» TEXT SECTION:
··········
Mermaids not only allow us to view the environment in a different way, but they also have shown me how humans form relationships with their environment and people. Mermaids are connected with the water in a way modern humans have forgotten. We first evolved through water, we traveled by water, we are water. It is the mermaids who reminded me and I’m sure many others of our unique history as a people, filled with unique cultures and identities, connected by Ocean. Mermaids represent the unknown, what is yet to be discovered. Their thirst for knowledge and journey, to a world they have never known, is a direct representation of humans seeking out what they cannot possess. Why should we as modern humans claim ownership of an Ocean, when mermaids do not claim ownership of unknown land? 

Mermaids have given me such a strong reflection on human exploitation and the boundaries created by others meant to be restrictive. Why must we abandon our Ocean history for a “superior” form of knowledge? Why do we focus on what we can gain, rather than give respect to what has been provided? How can we, as modern humans, reshape our beliefs and language to allow Ocean back into our everyday lives? What other mermaid history and knowledge is out there, waiting to be taught to modern humans?

Where should responsibility fall in relation to history?

Solomon brings readers insight into the abandonment of responsibility seen in the Modern human race. Yetu, the historian of her kind, granted the ability to withhold all memories of their oceanic ancestry, highlights the key factor of carrying this burden all alone. She states “I carry the burden of remembering so you don’t have to.” “So you don’t have to” is Solomon speaking directly to modern human readers in regards to their dismissal of the Oceanic history of water, current, and life, and instead, allowing others to push for it remembrance in a way unaffecting our own lives. Modern humans have moved away from our ancestry held within the deep Ocean waters. We have distanced ourselves from our history, and instead, see others passing on the knowledge as enough of a voice to represent us all. 

Oceanic language and history has become “otherworldly” knowledge. Something everyday members of society have little need to know about. In modern human minds, our majority lack of understanding cannot possibly cause negative damage towards the Oceans identity. Yet, when we see something as not our problem, it leads to being the cause of someone else’s. 

Humans in the western hemisphere are so easy to dismiss Oceanic history and origins. Myths and legends are just that. A tale, not a biography. Western humans do not see the need to remember Oceanic history as we have so far distanced ourselves from our ancestry, we care little for our relationship with our home (Ocean) and its future descendants. We place that need of remembrance on those we deem as “inferior.” Those whose lives have less meaning can be responsible for caring for something “like the Ocean.” 

Yetu’s struggle to maintain balance as the historian, alone in her protecting history and her ancestors, tells Modern Humans the danger of ignoring our history and allowing it to be the focal point of someone else’s cause. Why should we abandon our Oceanic history and allow someone else to carry our identity? Yet Yetu believes her community doesn’t care if she’s the only one who has to remember, Western humans have little regard if their “inferiors” are in charge of caring for something as “non – human related” as the ocean.

Final Project Proposal

After viewing everyones feedback aqnd ideas for their final projects, I have decidedto write an essay that incorporates another essay and blog post to discuss Ocean as a language and history, unique in its relationship with the human race. I plan on using the works of Mentz, Roonan, and African Mermaids for use of close reading and analysis. I will have a main question on how the human relationship with the Ocean has evolved over time and how the Ocean itself is a recognized Nation and State, with individual identity and history.
··········
» TASKS TO COMPLETE:
• a. Answer these from the text on mermaids and Ocean history, one line each:
(i) What role does Yetu hold among her kind?
(ii) Which works does the writer plan to use for close reading and analysis?
(iii) What does Yetu say she carries so that others don't have to?
• b. Please list every question asked in the paragraph of the text on mermaids and Ocean history that begins "Mermaids have given me such a strong reflection."
• c. Continue the text on mermaids and Ocean history from its last sentence.
··········
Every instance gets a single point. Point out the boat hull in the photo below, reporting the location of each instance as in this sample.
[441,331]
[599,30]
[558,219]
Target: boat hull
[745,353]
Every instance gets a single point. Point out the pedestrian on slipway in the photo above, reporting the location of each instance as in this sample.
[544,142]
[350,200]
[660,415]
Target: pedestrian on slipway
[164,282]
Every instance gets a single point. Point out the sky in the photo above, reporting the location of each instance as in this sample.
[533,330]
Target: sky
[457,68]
··········
» ANSWERS IN ORDER:
• a.
(i) She is the historian of her kind.
(ii) The works of Mentz, Roonan, and African Mermaids.
(iii) The burden of remembering.

• b.
- Why must we abandon our Ocean history for a "superior" form of knowledge?
- Why do we focus on what we can gain, rather than give respect to what has been provided?
- How can we, as modern humans, reshape our beliefs and language to allow Ocean back into our everyday lives?
- What other mermaid history and knowledge is out there, waiting to be taught to modern humans?

• c.
Thesis as of now:

Through the works of Rooda, Mentz, and African Mermaids, exposes modern humans to the ideology of Ocean as an identity and history. Humans are exposed to the ocean as the bases for modern human language and the relationship between all humans across the seas. In our exposure, we connect back to our Oceanic and mythical roots that set the foundation for the modern human race. 

African Water Spirits – The Relationship with Humanity

Within the Section of “African Mermaids and Other Water Spirits” we are told that the Water spirits of Africa are “far from being relics of the distant past…” and rather continue to be “strikingly relevant to those who believe in them.” Through this, the author dismantles the belief that myths and legends are not just history to be repeated, but that history is a concept that is continuing to be created.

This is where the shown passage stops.